[Extrait choisi]

Sur la responsabilité du centre hospitalier :
2. Les difficultés rencontrées dans l'exécution d'un marché à forfait ne peuvent ouvrir droit à indemnité au profit de l'entreprise titulaire du marché que dans la mesure où celle-ci justifie soit que ces difficultés trouvent leur origine dans des sujétions imprévues ayant eu pour effet de bouleverser l'économie du contrat soit qu'elles sont imputables à une faute de la personne publique commise notamment dans l'exercice de ses pouvoirs de contrôle et de direction du marché, dans l'estimation de ses besoins, dans la conception même du marché ou dans sa mise en œuvre, en particulier dans le cas où plusieurs cocontractants participent à la réalisation de travaux publics.

[/Extrait choisi]

### Activités
1. Dans l'extrait sur la responsabilité du centre hospitalier, relevez les domaines dans lesquels la faute de la personne publique peut notamment être commise.
2. Recopiez le passage de l'extrait sur la responsabilité du centre hospitalier qui commence par « Sur la responsabilité » et se poursuit jusqu'à « de travaux publics. ».
3. Rédigez la suite de l'extrait sur la responsabilité du centre hospitalier, à partir de sa dernière phrase.
Les enregistrements qui suivent proviennent d'une autre source.

[Données fournies]

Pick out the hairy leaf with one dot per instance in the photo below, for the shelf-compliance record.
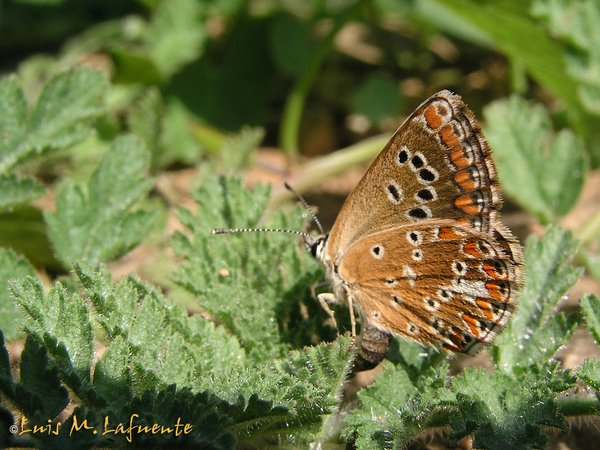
(590, 304)
(61, 117)
(176, 34)
(255, 284)
(542, 171)
(60, 316)
(575, 22)
(12, 267)
(15, 190)
(95, 222)
(535, 333)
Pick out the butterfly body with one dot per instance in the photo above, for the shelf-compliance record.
(418, 246)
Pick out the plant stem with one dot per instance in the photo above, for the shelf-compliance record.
(294, 107)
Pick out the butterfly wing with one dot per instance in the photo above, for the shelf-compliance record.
(435, 282)
(437, 165)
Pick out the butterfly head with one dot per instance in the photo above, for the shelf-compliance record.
(316, 246)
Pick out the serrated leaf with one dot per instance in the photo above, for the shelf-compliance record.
(394, 408)
(291, 44)
(39, 392)
(589, 372)
(12, 267)
(590, 304)
(179, 143)
(236, 152)
(164, 346)
(7, 386)
(500, 410)
(146, 120)
(23, 230)
(511, 31)
(541, 171)
(176, 34)
(376, 98)
(575, 22)
(94, 222)
(229, 272)
(15, 190)
(61, 117)
(60, 315)
(534, 333)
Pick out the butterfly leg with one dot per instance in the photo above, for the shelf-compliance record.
(352, 317)
(324, 300)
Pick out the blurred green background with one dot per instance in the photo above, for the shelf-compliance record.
(189, 77)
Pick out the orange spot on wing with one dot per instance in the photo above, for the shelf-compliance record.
(433, 118)
(472, 249)
(448, 136)
(486, 308)
(465, 203)
(464, 180)
(497, 290)
(452, 346)
(448, 233)
(457, 156)
(491, 271)
(472, 323)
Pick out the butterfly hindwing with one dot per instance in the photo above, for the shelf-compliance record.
(435, 282)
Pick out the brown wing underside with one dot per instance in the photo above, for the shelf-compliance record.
(436, 165)
(435, 282)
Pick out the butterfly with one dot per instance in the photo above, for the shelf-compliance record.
(418, 247)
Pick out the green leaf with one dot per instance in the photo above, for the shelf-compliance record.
(228, 272)
(236, 152)
(23, 230)
(499, 410)
(146, 121)
(504, 411)
(15, 190)
(291, 44)
(590, 304)
(394, 408)
(179, 142)
(376, 98)
(12, 267)
(161, 344)
(534, 332)
(176, 34)
(576, 23)
(60, 316)
(95, 222)
(39, 392)
(61, 117)
(589, 372)
(511, 31)
(542, 171)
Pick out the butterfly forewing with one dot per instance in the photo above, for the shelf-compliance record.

[/Données fournies]

### Réponses aux exercices
1.
- dans l'exercice de ses pouvoirs de contrôle et de direction du marché
- dans l'estimation de ses besoins
- dans la conception même du marché
- dans sa mise en œuvre

2.
Sur la responsabilité du centre hospitalier :
2. Les difficultés rencontrées dans l'exécution d'un marché à forfait ne peuvent ouvrir droit à indemnité au profit de l'entreprise titulaire du marché que dans la mesure où celle-ci justifie soit que ces difficultés trouvent leur origine dans des sujétions imprévues ayant eu pour effet de bouleverser l'économie du contrat soit qu'elles sont imputables à une faute de la personne publique commise notamment dans l'exercice de ses pouvoirs de contrôle et de direction du marché, dans l'estimation de ses besoins, dans la conception même du marché ou dans sa mise en œuvre, en particulier dans le cas où plusieurs cocontractants participent à la réalisation de travaux publics.

3.
3. La société Atelier de Reims sollicite une indemnisation en invoquant l'existence de fautes du centre hospitalier dans le contrôle et la direction du marché. Elle soutient subsidiairement que les difficultés qu'elle a rencontrées constituent des sujétions imprévues ayant eu pour effet de bouleverser l'économie du contrat. Elle invoque enfin la responsabilité sans faute du centre hospitalier à raison des préjudices résultant de la décision de résiliation qui lui a été notifiée sur le fondement des stipulations de l'article 46.1 du CCAG Travaux.
En ce qui concerne la faute du maître d'ouvrage dans le contrôle et la direction des travaux :
4. La société Atelier de Reims soutient que le centre hospitalier a commis des fautes dans le contrôle et la direction du marché, caractérisées par l'absence de prise de décisions essentielles à la poursuite du chantier, d'incessantes tergiversations dans le choix des intervenants, l'absence de contrôle minimum des capacités de la société Cap Architecture, titulaire du second marché de maîtrise d'œuvre, et de nombreuses annonces non suivies d'effet.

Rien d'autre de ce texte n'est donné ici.